[ページ抜粋]:
- - - -

図8(a)は、与信限度額が格納された状態であり、
図8(b)は、さらに与信情報が格納された状態である。
【0038】
[3.処理の具体例]
ここでは、与信管理装置100で実行される処理の一例を説明する。
与信管理装置100では、会計・販売システム400と連携して、ネットワーク300を介して債券・債務情報402が取り込まれて与信情報DB106aに格納される。この処理は例えば日次または月次に連携して行われ、同時に取引先への債権・債務の積み上げ値として与信情報が求められて与信情報DB106aに格納される。
【0039】
与信管理装置100では、ネットワーク300を介してデータX、データY、データZが取り込まれ財務情報DB106bに格納される。この処理はデータX、データY、データZ毎に規定されたタイミング(例えば決算期)や取引先企業の財務に関する最新の情報が更新されるタイミング等で自動的に実行される。この処理は、日次または月次に行われてもよい。
【0040】
この処理は、与信管理装置100が所定のタイミングで自動的に実行するため、システム管理者や営業担当者は手動入力する負担がなく、しかも複数の取引先企業の決算期が重なってデータが大量にある場合でも入力漏れ、入力ミス、入力遅延などがない。

- - - -

[提供エントリ]:
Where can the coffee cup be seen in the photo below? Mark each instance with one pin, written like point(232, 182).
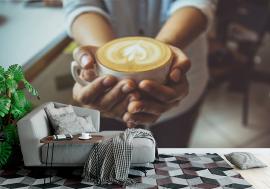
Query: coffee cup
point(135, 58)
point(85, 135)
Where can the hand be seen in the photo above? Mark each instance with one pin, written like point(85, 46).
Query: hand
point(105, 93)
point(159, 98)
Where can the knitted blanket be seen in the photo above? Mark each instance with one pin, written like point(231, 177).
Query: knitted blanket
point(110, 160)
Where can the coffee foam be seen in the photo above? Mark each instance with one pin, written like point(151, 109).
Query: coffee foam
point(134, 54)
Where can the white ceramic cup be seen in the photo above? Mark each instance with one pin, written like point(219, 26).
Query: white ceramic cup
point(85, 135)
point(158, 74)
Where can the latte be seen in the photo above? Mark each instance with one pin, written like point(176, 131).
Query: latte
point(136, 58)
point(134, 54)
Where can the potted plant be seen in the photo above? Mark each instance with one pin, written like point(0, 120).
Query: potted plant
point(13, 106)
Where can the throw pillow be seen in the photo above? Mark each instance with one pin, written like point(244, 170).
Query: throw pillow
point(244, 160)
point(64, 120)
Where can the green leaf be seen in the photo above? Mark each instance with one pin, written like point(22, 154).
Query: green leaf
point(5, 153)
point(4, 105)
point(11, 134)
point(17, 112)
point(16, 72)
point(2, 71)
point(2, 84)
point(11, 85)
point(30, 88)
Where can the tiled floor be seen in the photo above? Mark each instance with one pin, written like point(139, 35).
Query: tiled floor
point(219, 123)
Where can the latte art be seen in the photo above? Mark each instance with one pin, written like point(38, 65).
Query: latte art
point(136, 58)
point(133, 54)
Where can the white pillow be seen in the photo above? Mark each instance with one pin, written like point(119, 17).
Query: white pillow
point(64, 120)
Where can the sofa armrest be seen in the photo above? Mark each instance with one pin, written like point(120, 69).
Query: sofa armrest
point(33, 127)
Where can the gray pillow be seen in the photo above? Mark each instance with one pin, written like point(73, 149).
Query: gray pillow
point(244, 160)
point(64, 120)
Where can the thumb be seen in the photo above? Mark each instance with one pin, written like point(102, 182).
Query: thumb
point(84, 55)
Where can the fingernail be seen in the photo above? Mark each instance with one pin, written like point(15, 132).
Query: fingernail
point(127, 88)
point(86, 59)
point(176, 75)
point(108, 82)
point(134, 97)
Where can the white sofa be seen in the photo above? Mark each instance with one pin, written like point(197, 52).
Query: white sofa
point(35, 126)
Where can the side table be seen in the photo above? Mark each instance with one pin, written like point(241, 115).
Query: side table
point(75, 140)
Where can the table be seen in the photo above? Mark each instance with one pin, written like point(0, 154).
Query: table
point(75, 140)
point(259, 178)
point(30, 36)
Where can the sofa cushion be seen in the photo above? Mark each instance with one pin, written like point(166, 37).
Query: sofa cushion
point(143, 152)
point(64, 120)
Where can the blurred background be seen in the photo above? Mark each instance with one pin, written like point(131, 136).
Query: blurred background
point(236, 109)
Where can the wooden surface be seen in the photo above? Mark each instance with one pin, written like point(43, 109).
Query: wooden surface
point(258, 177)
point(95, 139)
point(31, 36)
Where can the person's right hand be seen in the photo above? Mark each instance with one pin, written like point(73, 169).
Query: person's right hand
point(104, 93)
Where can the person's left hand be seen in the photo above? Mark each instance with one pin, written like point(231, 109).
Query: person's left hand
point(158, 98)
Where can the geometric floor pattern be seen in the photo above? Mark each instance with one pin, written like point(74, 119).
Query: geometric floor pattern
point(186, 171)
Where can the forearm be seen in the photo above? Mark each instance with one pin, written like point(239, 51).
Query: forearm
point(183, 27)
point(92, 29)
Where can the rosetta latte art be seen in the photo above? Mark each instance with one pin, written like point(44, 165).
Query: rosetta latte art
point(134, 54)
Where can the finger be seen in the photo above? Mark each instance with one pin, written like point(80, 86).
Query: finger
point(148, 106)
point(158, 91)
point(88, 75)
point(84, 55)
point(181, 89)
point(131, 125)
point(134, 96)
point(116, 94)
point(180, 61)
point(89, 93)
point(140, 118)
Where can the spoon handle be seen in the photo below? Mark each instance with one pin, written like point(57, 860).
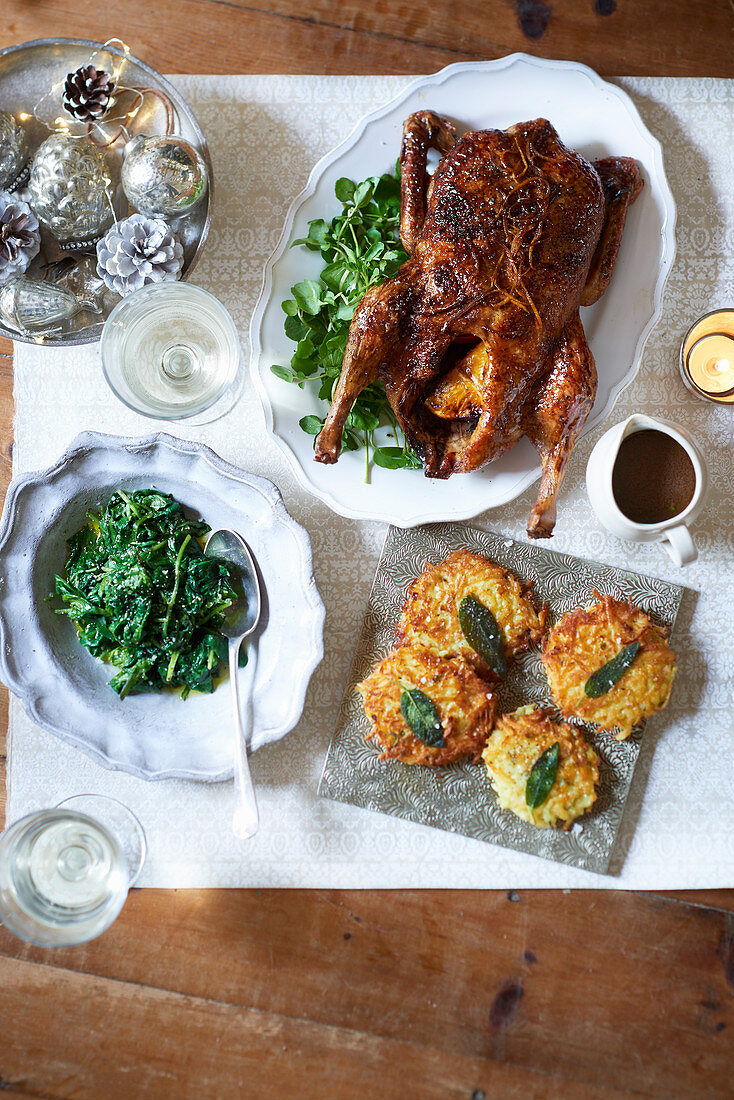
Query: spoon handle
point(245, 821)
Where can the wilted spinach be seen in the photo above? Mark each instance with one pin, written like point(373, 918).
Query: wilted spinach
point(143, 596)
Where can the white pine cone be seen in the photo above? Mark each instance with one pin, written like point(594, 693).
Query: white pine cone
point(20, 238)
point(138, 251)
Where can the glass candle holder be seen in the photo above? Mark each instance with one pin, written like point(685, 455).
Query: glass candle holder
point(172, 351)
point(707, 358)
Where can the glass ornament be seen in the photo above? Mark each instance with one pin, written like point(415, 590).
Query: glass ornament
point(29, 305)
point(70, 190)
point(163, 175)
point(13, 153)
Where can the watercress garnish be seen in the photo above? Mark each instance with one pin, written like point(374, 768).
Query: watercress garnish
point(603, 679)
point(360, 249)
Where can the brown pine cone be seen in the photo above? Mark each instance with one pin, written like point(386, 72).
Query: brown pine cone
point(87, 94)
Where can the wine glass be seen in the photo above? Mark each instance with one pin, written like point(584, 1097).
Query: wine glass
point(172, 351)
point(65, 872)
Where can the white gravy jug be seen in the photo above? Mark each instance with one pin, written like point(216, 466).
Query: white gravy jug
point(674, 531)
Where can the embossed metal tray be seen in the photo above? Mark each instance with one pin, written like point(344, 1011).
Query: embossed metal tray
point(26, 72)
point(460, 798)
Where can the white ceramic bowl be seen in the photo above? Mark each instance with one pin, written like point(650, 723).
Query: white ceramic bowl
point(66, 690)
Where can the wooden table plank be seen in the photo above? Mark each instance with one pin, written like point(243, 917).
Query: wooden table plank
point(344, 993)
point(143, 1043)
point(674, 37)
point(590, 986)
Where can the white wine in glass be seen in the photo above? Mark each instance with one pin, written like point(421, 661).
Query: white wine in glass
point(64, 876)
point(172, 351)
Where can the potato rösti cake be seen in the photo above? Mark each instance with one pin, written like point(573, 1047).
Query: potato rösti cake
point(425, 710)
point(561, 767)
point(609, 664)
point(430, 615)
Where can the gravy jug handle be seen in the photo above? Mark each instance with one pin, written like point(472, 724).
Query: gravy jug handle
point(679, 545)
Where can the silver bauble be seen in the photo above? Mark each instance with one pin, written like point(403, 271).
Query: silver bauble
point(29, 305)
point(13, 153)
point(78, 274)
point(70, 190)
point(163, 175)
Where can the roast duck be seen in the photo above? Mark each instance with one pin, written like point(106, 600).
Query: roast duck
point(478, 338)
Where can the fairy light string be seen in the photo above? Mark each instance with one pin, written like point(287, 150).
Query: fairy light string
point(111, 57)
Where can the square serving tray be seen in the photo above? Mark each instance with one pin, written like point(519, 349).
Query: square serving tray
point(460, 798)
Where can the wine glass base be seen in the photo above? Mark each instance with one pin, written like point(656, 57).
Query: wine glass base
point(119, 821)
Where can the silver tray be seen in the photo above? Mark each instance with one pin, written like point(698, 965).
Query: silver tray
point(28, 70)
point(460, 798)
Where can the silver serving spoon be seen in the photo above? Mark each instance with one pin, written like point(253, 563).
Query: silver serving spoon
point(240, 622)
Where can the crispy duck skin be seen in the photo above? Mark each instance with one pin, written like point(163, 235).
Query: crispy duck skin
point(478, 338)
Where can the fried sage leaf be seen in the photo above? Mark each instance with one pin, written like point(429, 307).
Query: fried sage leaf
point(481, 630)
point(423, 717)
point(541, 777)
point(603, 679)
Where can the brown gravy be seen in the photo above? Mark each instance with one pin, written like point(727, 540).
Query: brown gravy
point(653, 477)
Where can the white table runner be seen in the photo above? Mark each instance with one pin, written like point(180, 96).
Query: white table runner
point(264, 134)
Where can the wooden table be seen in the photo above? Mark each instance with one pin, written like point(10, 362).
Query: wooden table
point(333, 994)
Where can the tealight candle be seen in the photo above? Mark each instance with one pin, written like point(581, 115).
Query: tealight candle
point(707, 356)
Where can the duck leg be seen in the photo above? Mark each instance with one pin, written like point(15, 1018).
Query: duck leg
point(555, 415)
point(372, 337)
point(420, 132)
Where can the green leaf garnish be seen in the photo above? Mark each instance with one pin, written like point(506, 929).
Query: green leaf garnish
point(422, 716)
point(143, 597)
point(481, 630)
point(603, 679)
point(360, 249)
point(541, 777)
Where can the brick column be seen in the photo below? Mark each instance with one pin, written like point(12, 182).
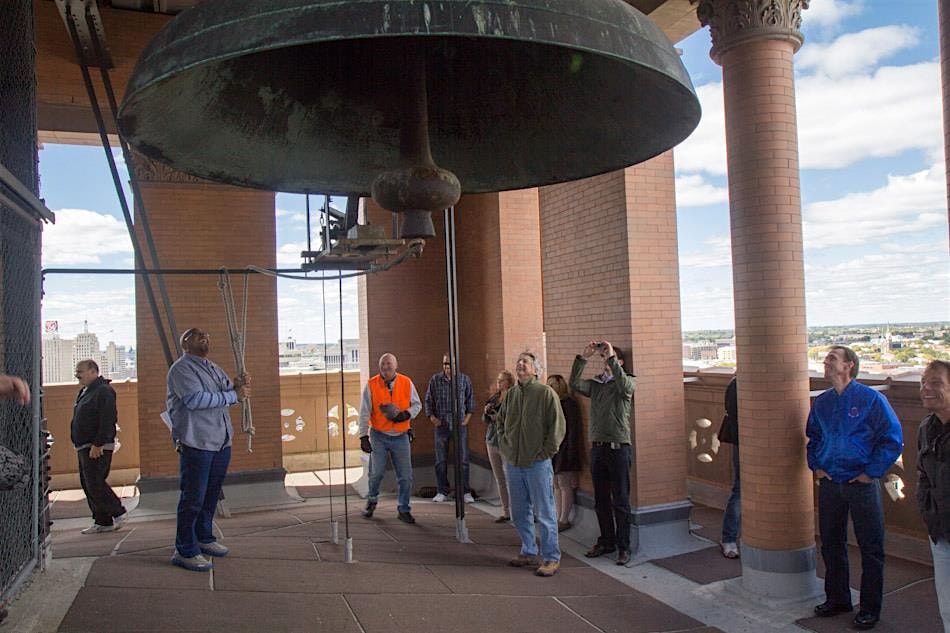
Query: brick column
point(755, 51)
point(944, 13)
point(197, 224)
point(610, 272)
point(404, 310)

- - - -

[タスク一覧]:
- a) 与信管理装置に関する抜粋によると、データX、データY、データZが取り込まれて格納されるデータベースは何ですか。
- b) 与信管理装置に関する抜粋のうち、「図8(a)は、与信限度額が格納された状態であり、」で始まり「または月次に行われてもよい。」で終わる部分を、一字一句変えずに書き出してください。
- c) 与信管理装置に関する抜粋を、最後の文の後から書き継いでください。
エントリは、この抜粋とは別の出典から取られたものです。

[回答一覧]:
- a) 財務情報DB106bです。

- b)
図8(a)は、与信限度額が格納された状態であり、
図8(b)は、さらに与信情報が格納された状態である。
【0038】
[3.処理の具体例]
ここでは、与信管理装置100で実行される処理の一例を説明する。
与信管理装置100では、会計・販売システム400と連携して、ネットワーク300を介して債券・債務情報402が取り込まれて与信情報DB106aに格納される。この処理は例えば日次または月次に連携して行われ、同時に取引先への債権・債務の積み上げ値として与信情報が求められて与信情報DB106aに格納される。
【0039】
与信管理装置100では、ネットワーク300を介してデータX、データY、データZが取り込まれ財務情報DB106bに格納される。この処理はデータX、データY、データZ毎に規定されたタイミング(例えば決算期)や取引先企業の財務に関する最新の情報が更新されるタイミング等で自動的に実行される。この処理は、日次または月次に行われてもよい。

- c)
【0041】
営業担当者は、企業の最新状況を変更があるタイミングなどで企業情報についての入力を行い、最新の定性評価情報として企業情報DB106cに格納する。この企業情報は、主に自動で定量的に評価することが困難な情報であり、例えば、
図5(b)の「市場ライフステージ」に関する情報では、事業継続年数、市場認知度、市場ニーズおよび競合他社状況などに基づいて多角的に判断して入力が行われる。この企業情報は営業担当者が随時入力するものであるが、当該企業および市況等が比較的安定している場合には頻繁に入力する必要はなく、入力担当者の負担は小さい。
【0042】
与信管理装置100では、データX、データY、データZが取り込まれ財務情報DB106bに格納および更新されたタイミング、および、営業担当者による入力がなされて企業情報DBの企業情報が更新されたタイミングで与信評価部102aが
図2に示す評点算出ロジックを自動実行する。換言すれば、評点算出ロジックは企業情報または財務情報が更新された時に動作する。
【0043】
評点算出ロジックでは、取引先企業の定量評価の基となる財務情報(
図4(b),(d),(g)参照)から、基準となる定量評価算出パラメータマスタ(
図6(a)参照)に従って、取引先企業の定量評価に関する評点を算出する。この評点は定量評価情報のテーブル(
図6(a)参照)における「評点」欄に格納される。なお、この処理は企業情報だけが更新されて、財務情報が更新されていない時には省略してもよい。ここでの評点の算出は、
図6(a)で示される定量評価算出パラメータマスタ以外の所定の基準であってもよい。
【0044】
評点算出ロジックでは、取引先企業の定性評価の基となる企業情報から、基準となる定性評価算出パラメータマスタ(
図5(a)参照)に従って、取引先企業の定性評価に関する評点を算出する。この評点は定性評価情報のテーブル(
図5(b)参照)における「評点」欄に格納される。なお、この処理は財務情報だけが更新されて、企業情報が更新されていない時には省略してもよい。ここでの評点の算出は、
図5(a)で示される定性評価算出パラメータマスタ以外の所定の基準であってもよい。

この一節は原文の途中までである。